# START OF LISTING

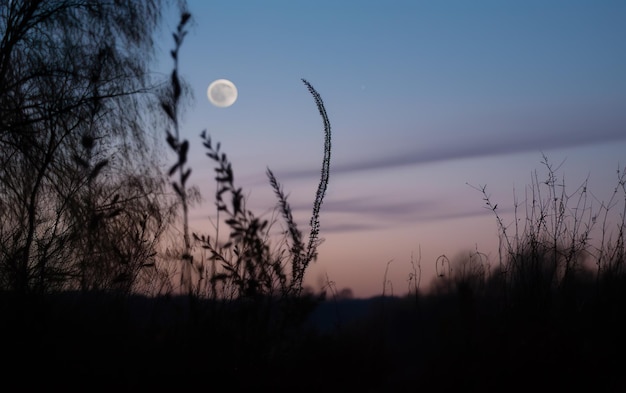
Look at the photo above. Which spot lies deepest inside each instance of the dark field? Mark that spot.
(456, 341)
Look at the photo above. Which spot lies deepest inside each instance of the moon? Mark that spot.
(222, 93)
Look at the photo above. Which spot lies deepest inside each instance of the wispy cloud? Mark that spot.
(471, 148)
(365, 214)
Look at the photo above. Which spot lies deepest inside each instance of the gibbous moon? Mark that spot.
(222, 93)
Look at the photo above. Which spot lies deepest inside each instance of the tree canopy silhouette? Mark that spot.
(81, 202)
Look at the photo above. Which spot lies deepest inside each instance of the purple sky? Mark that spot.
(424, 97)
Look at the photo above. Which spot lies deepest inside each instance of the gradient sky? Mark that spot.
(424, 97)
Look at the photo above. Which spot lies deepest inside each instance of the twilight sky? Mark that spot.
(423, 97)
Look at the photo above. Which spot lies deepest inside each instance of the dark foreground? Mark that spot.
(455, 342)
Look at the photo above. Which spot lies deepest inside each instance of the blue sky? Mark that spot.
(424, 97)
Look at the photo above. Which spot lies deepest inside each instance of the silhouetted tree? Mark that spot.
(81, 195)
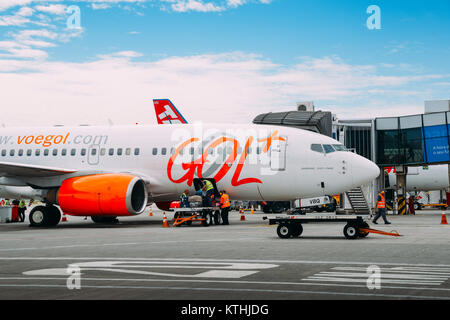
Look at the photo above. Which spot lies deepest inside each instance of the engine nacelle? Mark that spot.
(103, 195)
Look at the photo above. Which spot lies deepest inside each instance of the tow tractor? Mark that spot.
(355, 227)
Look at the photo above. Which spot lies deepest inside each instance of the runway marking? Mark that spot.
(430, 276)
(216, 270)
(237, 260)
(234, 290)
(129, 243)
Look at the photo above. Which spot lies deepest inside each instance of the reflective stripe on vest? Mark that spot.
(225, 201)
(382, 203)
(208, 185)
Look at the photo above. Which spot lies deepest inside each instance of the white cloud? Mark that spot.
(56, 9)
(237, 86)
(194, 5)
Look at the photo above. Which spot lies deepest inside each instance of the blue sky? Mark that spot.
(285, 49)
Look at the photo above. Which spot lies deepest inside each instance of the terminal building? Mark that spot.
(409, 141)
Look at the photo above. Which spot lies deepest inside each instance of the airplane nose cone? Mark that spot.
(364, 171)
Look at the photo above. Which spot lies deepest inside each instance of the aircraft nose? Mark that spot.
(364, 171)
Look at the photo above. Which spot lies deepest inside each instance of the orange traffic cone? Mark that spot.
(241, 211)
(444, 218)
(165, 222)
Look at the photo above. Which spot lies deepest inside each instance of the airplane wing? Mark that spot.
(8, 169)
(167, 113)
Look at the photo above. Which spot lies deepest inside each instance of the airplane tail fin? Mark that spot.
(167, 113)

# END OF LISTING
# START OF LISTING

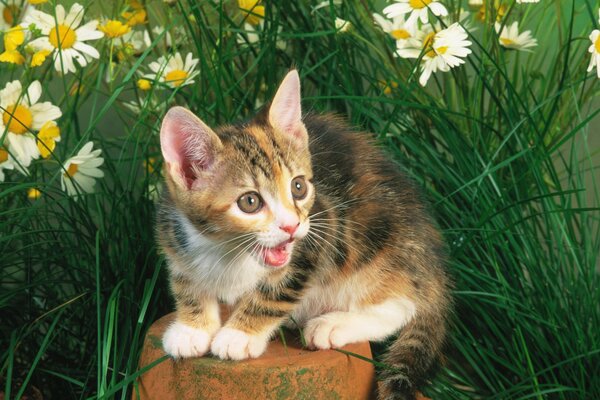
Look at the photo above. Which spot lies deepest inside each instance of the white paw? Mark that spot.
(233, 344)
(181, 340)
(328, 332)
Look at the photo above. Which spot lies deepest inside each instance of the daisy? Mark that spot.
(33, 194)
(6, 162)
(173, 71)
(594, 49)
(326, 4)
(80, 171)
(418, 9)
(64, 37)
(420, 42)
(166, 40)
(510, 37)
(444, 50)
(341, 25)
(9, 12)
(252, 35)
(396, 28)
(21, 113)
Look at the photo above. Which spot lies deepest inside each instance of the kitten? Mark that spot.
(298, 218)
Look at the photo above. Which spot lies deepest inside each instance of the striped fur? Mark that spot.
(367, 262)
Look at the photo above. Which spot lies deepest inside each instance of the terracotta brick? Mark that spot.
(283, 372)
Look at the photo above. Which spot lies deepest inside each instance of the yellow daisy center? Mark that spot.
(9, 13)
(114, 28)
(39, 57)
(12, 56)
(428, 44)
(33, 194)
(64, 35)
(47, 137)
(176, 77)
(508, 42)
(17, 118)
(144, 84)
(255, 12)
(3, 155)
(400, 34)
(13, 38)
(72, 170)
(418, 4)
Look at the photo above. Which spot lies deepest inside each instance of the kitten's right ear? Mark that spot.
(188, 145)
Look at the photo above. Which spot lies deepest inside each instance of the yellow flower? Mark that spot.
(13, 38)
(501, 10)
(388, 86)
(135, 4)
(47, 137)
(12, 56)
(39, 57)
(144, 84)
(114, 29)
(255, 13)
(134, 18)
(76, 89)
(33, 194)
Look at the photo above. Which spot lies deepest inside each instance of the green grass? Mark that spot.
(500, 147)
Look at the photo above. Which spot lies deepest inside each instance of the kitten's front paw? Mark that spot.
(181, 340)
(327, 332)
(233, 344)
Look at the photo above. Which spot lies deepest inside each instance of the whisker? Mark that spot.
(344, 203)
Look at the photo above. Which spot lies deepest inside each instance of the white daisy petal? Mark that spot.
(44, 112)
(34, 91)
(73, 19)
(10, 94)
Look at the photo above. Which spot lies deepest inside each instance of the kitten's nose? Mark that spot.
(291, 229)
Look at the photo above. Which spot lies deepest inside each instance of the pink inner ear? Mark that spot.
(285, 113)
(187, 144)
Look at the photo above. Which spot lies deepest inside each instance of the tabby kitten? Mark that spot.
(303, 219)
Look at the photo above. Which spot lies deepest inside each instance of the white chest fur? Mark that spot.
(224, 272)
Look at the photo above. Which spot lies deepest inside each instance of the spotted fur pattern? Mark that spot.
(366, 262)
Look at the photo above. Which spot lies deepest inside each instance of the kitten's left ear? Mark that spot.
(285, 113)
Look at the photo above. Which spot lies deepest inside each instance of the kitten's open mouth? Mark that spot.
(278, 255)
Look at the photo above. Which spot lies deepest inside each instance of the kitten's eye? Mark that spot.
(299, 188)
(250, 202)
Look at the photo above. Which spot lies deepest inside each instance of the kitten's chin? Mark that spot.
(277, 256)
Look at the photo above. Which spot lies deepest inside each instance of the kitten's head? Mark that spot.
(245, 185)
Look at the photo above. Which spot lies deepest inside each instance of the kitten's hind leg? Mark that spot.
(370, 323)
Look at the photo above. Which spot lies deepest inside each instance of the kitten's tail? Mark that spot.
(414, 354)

# END OF LISTING

(WHAT TO PRODUCE)
Gather every line of the items above that holds the string "daisy", and copy each one in full.

(CORRECT ANSWER)
Look at the photo above. Which spot lies deepest inside each instance of the daisy? Mark that spot.
Look at the photo above. Which spot lies deepest inside each instance of the yellow daisy center? Mark that spot.
Look at the photo above. Which spot lies deepest inside each instance of the white daisy petal? Mark that spot.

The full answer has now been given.